§ **What the task requires**
How many lines of the items below contain the string "dome", with case counting? Give only the number.

** Start Supplied data **

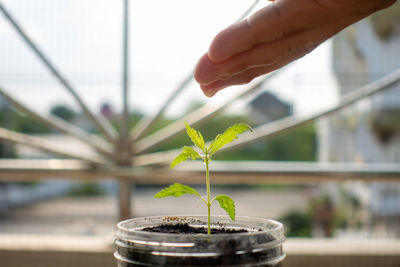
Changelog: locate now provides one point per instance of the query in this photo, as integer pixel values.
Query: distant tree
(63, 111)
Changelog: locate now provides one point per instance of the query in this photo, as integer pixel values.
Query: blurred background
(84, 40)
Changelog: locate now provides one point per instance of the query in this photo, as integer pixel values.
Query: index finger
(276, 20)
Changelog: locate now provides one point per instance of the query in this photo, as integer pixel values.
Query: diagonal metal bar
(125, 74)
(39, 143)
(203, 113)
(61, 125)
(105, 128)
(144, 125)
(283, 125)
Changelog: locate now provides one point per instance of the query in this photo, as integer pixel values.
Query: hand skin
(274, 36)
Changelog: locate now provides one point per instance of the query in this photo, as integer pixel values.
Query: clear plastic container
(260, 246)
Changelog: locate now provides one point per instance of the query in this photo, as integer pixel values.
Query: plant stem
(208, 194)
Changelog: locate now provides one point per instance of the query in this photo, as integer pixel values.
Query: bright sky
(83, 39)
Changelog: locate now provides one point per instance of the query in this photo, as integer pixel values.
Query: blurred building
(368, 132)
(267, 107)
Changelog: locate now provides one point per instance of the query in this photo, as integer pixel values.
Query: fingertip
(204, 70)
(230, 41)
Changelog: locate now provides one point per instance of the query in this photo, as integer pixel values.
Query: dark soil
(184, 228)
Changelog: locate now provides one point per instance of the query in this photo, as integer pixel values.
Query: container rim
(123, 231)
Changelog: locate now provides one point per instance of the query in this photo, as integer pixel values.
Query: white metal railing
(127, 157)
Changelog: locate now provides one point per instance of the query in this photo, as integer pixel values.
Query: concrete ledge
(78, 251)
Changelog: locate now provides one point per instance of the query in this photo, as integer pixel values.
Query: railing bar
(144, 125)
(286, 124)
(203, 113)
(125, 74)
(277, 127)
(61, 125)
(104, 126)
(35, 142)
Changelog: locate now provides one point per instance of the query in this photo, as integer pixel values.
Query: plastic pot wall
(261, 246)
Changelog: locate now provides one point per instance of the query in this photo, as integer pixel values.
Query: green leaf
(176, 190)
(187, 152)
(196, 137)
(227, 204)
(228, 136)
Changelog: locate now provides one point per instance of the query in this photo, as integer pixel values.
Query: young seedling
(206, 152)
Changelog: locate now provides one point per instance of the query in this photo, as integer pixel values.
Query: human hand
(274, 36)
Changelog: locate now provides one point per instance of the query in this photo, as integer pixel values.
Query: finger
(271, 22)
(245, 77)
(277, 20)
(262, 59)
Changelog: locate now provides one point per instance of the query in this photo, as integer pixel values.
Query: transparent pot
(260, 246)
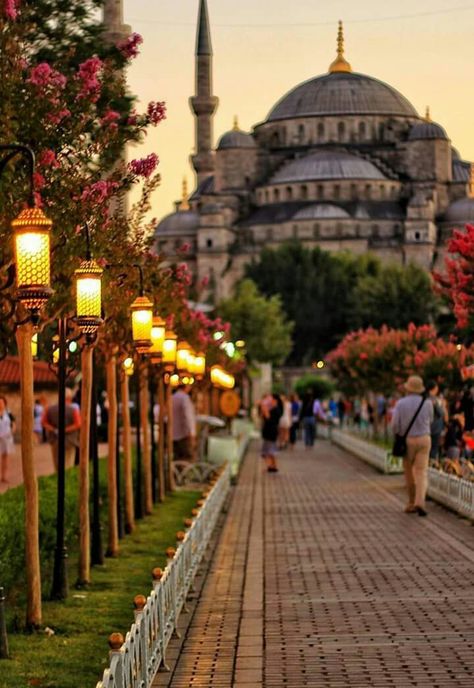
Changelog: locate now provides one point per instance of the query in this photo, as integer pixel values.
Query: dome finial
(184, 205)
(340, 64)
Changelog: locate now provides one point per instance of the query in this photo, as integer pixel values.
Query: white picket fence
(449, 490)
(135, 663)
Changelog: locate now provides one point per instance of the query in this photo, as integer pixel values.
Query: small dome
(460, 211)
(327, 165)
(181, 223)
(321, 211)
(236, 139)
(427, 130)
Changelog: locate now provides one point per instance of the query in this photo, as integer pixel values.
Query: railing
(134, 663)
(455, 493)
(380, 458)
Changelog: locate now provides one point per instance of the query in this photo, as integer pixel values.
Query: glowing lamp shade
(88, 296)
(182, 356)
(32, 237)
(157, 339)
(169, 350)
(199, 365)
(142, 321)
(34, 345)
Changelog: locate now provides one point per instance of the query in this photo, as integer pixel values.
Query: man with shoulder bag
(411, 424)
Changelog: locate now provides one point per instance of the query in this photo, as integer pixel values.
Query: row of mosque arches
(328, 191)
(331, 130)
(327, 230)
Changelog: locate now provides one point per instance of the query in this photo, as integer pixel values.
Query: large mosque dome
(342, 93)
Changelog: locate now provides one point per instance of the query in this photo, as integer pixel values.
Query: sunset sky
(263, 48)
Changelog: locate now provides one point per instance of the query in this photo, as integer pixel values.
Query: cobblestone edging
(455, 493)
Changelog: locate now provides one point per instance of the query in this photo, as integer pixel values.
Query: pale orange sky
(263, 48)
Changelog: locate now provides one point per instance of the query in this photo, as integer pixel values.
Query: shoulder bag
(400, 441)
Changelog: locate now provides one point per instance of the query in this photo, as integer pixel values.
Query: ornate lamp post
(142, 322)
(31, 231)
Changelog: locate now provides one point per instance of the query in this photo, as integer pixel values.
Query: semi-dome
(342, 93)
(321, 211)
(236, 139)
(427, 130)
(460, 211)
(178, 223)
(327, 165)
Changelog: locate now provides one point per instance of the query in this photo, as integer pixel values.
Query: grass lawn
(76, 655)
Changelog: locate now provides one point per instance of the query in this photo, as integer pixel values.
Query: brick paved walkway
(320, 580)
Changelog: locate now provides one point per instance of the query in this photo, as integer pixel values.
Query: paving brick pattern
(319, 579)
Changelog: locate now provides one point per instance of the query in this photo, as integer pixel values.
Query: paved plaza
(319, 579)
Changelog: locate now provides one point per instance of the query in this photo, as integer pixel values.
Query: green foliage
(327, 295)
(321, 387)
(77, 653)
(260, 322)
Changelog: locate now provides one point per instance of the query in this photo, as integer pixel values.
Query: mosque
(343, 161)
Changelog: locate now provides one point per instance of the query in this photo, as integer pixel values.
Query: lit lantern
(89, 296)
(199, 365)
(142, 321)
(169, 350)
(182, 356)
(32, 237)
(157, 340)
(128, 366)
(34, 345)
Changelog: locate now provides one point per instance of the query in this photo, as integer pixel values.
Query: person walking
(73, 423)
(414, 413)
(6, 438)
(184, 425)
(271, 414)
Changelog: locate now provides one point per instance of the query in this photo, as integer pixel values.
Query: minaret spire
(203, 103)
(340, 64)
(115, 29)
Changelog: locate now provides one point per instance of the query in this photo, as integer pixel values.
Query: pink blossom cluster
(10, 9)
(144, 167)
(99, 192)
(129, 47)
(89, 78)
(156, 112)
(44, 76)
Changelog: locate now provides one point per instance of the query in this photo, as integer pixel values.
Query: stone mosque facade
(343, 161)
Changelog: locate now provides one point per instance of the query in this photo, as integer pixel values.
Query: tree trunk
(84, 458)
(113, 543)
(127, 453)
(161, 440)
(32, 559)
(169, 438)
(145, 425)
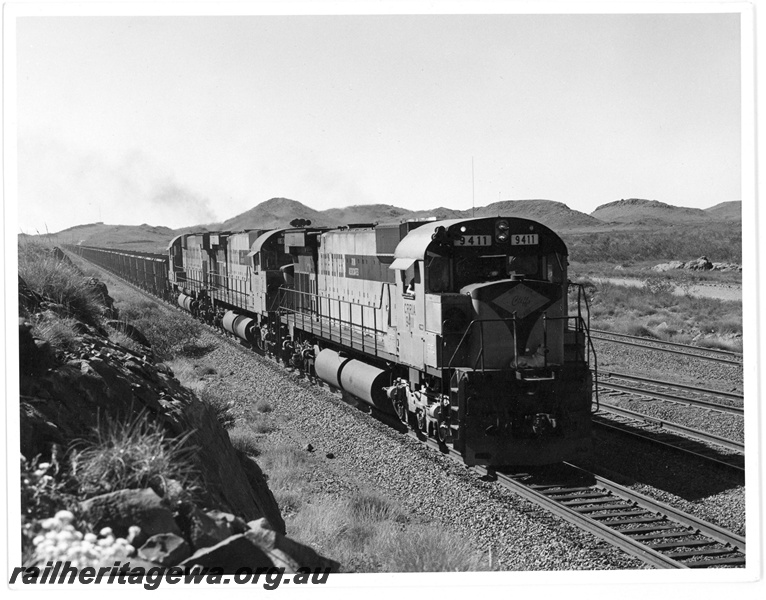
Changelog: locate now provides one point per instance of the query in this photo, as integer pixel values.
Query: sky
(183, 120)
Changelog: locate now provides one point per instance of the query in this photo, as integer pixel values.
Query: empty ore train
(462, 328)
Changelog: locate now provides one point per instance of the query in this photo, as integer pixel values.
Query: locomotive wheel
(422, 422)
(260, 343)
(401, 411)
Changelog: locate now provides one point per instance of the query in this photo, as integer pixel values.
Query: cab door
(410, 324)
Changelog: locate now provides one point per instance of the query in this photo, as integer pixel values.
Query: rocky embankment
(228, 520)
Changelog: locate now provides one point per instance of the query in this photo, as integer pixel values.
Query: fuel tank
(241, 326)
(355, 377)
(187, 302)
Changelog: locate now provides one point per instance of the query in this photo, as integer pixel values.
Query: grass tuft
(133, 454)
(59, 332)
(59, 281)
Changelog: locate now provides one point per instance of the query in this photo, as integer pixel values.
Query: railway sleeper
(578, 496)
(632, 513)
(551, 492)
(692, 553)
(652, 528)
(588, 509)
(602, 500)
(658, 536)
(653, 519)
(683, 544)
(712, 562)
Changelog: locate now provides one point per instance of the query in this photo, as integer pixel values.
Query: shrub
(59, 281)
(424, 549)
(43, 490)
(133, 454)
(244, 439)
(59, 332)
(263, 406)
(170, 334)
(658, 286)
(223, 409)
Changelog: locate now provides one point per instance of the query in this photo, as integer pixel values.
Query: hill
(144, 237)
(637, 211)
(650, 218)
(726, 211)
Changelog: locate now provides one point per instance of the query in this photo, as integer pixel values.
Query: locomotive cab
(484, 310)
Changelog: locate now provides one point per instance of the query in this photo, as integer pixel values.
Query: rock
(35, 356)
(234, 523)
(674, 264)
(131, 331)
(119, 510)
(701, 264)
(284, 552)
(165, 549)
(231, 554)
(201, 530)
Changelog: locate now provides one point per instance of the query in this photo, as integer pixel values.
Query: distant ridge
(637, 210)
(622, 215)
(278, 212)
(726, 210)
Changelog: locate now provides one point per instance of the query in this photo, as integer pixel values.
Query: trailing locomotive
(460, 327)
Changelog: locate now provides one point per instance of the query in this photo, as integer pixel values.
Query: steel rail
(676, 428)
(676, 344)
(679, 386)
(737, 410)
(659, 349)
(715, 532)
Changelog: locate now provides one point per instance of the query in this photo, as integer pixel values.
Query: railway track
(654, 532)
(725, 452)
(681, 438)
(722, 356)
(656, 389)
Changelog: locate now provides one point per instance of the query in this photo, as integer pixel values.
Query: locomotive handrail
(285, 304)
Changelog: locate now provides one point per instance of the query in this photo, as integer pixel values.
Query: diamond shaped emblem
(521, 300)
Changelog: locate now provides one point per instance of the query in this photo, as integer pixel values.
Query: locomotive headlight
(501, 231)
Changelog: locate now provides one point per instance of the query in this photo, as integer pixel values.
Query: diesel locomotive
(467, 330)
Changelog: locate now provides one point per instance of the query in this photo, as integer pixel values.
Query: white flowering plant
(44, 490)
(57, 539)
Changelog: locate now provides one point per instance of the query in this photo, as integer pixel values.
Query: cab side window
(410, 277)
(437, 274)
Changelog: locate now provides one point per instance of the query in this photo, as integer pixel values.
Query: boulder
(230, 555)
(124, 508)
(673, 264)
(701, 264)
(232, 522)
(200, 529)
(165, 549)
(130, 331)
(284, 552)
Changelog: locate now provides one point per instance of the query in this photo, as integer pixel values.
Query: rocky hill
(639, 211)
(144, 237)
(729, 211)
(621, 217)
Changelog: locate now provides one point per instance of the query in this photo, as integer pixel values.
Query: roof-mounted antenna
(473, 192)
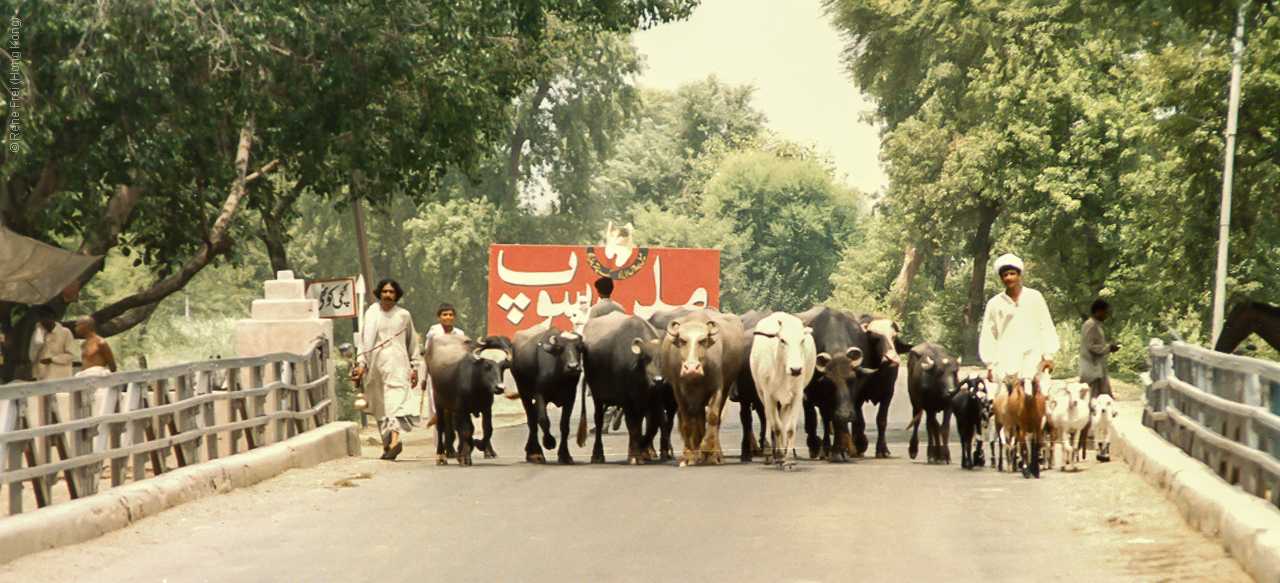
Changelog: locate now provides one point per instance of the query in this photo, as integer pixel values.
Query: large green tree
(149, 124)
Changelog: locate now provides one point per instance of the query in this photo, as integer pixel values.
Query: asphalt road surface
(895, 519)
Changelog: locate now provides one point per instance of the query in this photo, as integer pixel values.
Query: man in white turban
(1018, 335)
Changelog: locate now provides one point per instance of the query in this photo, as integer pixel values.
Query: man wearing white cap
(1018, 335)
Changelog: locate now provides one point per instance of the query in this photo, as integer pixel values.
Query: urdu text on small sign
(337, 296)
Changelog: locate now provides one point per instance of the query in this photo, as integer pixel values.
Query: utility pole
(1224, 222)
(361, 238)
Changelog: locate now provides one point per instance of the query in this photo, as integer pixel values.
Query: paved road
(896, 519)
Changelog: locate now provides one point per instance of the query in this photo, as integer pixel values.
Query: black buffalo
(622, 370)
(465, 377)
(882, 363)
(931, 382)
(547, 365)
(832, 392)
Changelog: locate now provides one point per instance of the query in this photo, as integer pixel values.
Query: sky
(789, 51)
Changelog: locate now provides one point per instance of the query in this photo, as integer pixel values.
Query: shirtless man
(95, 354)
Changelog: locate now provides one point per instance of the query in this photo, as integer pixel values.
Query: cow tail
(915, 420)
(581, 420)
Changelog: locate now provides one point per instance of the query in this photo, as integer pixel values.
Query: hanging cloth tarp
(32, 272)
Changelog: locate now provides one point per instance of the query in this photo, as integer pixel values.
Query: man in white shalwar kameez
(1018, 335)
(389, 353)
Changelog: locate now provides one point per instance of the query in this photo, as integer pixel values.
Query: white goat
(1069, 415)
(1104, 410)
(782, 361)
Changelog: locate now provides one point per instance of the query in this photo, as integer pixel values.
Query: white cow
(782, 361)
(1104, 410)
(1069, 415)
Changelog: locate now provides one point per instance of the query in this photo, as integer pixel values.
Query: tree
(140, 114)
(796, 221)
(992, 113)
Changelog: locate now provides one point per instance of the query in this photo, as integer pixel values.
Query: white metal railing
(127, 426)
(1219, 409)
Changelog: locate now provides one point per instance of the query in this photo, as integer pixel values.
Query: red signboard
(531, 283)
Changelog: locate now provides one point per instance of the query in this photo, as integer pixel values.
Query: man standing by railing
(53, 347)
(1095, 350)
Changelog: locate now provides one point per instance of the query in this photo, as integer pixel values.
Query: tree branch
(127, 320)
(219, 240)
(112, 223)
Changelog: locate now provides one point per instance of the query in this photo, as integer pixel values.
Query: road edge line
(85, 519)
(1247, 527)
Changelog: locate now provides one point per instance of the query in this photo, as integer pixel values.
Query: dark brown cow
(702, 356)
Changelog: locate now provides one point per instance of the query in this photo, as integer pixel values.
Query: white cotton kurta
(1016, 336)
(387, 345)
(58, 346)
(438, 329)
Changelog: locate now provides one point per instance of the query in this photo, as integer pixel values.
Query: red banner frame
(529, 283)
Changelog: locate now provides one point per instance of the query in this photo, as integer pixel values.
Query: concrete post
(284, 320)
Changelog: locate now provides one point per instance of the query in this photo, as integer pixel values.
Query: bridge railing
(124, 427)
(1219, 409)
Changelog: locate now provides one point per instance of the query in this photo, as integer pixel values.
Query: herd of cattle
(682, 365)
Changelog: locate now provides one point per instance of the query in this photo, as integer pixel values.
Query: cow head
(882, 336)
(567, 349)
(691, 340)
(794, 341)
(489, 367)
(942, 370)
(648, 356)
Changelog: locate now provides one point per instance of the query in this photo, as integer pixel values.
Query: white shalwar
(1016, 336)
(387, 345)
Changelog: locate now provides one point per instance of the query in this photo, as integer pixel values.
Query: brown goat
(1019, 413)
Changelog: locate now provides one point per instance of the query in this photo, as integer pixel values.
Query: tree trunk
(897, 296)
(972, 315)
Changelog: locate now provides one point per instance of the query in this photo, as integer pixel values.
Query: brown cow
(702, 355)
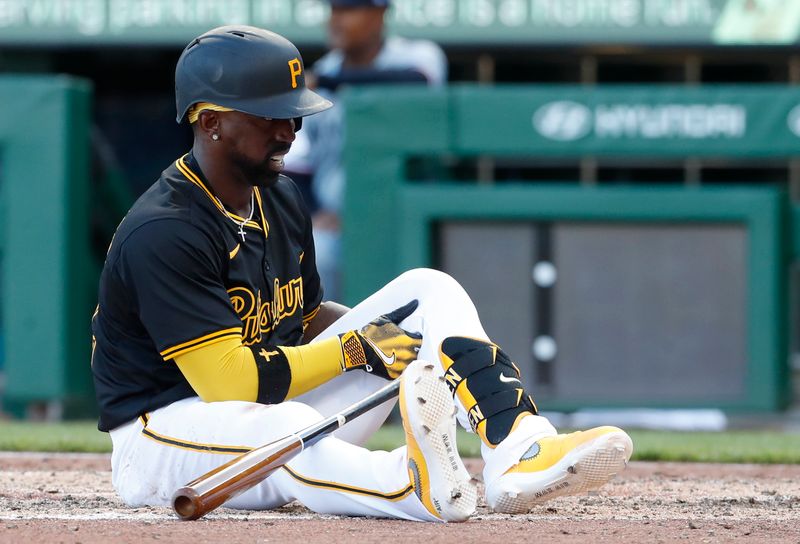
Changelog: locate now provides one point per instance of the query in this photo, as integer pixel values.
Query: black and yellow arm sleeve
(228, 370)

** End Supplied data **

§ **Response to this task**
4